Some records
-- Start --
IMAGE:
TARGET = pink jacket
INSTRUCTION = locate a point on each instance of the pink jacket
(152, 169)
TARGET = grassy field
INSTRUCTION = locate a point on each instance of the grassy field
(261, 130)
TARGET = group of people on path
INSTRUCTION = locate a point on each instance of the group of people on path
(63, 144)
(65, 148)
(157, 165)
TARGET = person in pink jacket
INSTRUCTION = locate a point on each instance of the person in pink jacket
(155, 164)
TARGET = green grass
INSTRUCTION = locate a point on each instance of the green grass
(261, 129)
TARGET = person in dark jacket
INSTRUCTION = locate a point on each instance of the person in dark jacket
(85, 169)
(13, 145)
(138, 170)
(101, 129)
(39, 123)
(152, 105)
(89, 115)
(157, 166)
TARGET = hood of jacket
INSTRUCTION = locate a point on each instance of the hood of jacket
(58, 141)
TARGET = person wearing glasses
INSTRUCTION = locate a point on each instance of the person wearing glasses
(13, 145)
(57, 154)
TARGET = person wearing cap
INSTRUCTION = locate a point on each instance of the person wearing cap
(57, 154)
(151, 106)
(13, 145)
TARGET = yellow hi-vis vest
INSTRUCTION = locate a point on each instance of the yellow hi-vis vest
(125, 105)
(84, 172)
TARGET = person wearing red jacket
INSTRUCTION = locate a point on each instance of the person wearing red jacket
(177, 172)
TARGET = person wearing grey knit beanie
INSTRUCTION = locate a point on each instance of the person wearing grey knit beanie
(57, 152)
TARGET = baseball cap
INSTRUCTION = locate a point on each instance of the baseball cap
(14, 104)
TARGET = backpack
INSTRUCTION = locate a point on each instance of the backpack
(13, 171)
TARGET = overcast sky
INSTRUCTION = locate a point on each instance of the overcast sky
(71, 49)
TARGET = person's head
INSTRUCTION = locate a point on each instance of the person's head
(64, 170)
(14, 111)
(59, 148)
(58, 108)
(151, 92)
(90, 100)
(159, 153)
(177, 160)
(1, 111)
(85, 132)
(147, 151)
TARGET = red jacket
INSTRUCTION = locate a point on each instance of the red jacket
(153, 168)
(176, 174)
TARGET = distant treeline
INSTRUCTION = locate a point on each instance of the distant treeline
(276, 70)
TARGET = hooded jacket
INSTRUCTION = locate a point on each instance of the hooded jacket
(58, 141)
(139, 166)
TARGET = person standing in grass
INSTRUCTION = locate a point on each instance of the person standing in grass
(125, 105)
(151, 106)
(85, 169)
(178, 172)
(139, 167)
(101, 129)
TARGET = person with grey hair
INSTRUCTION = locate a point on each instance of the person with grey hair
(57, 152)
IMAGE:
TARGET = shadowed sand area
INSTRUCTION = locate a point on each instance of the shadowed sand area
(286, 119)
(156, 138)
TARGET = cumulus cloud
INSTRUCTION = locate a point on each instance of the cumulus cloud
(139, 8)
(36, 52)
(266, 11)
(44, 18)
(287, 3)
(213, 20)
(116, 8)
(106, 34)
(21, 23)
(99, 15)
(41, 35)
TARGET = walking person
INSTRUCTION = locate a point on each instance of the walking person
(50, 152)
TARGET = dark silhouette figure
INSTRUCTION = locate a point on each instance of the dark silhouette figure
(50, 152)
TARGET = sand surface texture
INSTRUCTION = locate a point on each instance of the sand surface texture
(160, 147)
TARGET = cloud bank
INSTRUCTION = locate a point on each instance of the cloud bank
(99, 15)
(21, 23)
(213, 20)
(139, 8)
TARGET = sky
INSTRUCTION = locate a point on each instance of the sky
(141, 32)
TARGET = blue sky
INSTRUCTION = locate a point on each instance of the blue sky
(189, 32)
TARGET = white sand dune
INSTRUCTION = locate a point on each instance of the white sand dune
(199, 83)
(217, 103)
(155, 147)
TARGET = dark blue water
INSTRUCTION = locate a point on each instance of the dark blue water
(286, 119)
-- End --
--- TASK ---
Repeat these lines word for word.

--- RESPONSE TO THE TASK ---
IMAGE:
TARGET = pink jacket
INSTRUCTION = locate a point on each instance of the pink jacket
(152, 169)
TARGET = grassy field
INSTRUCTION = locate a point on each instance of the grassy field
(261, 130)
TARGET = group of people on path
INSTRUCTION = locate a point on each instance of the group of people on path
(63, 144)
(65, 148)
(157, 165)
TARGET = person in pink jacket
INSTRUCTION = locate a point on each instance of the person in pink jacket
(155, 164)
TARGET = green grass
INSTRUCTION = locate a point on each instance of the green grass
(261, 129)
TARGET = person in dark jacket
INSTRUCTION = locate a point on each instance of the person in dark jacket
(85, 169)
(13, 145)
(138, 170)
(101, 129)
(39, 123)
(152, 105)
(89, 115)
(157, 166)
TARGET = hood of jacket
INSTRUCTION = locate a point on each instance of the hood of jacket
(58, 141)
TARGET = person wearing glasses
INSTRUCTION = locate a point on each instance of the person wearing glasses
(13, 145)
(57, 154)
TARGET = person wearing cap
INSTRUCTION = locate a point on each instance of the person wearing cap
(57, 154)
(151, 106)
(13, 145)
TARGET = yellow hi-vis vest
INSTRUCTION = locate a point on each instance of the yellow hi-vis vest
(125, 105)
(84, 172)
TARGET = person wearing red jacket
INSTRUCTION = locate a point on each instance of the person wearing red jacket
(177, 172)
TARGET = person wearing grey knit beanie
INSTRUCTION = locate a point on each instance of the person wearing grey knit beanie
(57, 152)
TARGET = baseball cap
INSTRUCTION = locate a point on each instance of the baseball cap
(14, 104)
TARGET = backpack
INSTRUCTION = locate a point on each instance of the backpack
(13, 171)
TARGET = overcast sky
INSTRUCTION = locate a point on each instance of the overcast sky
(71, 49)
TARGET = person's head
INSTRUCTION = locate a point on each instance of the person's head
(64, 170)
(14, 111)
(59, 148)
(58, 108)
(151, 92)
(90, 100)
(159, 153)
(177, 160)
(1, 111)
(85, 132)
(147, 151)
TARGET = red jacket
INSTRUCTION = locate a point on each instance of the red jacket
(153, 168)
(176, 174)
TARGET = distant treeline
INSTRUCTION = locate a point on each instance of the distant treeline
(276, 70)
TARGET = hooded jacket
INSTRUCTION = locate a point on each instance of the hooded jacket
(58, 141)
(139, 166)
TARGET = person standing in grass
INSTRUCTION = locate a point on each instance of the person standing in grass
(125, 105)
(151, 106)
(85, 169)
(178, 172)
(139, 167)
(101, 129)
TARGET = person with grey hair
INSTRUCTION = locate a point on each instance of the person with grey hair
(57, 152)
IMAGE:
TARGET = shadowed sand area
INSTRUCTION = locate a point on each instance of the shadowed sand area
(286, 119)
(156, 138)
TARGET = cumulus cloud
INSTRUCTION = locate a point on each instance of the cumulus cloud
(139, 8)
(36, 52)
(266, 11)
(44, 18)
(287, 3)
(213, 20)
(116, 8)
(106, 34)
(21, 23)
(99, 15)
(41, 35)
TARGET = walking person
INSTRUCTION = locate a point on each instance of the walking person
(50, 152)
TARGET = dark silhouette figure
INSTRUCTION = locate a point on each instance of the dark silhouette figure
(50, 152)
TARGET = sand surface texture
INSTRUCTION = locate a point on each instance of the sand surface texture
(160, 147)
TARGET = cloud bank
INSTRUCTION = locate a point on each instance of the cloud bank
(99, 15)
(21, 23)
(213, 20)
(139, 8)
TARGET = sky
INSTRUCTION = locate a point on each instance of the sky
(141, 32)
TARGET = blue sky
INSTRUCTION = locate a point on each instance of the blue sky
(189, 32)
TARGET = white sand dune
INSTRUCTION = locate a point on each instance of the white sand dune
(199, 83)
(217, 103)
(155, 147)
TARGET = dark blue water
INSTRUCTION = locate a point on each instance of the dark blue water
(286, 119)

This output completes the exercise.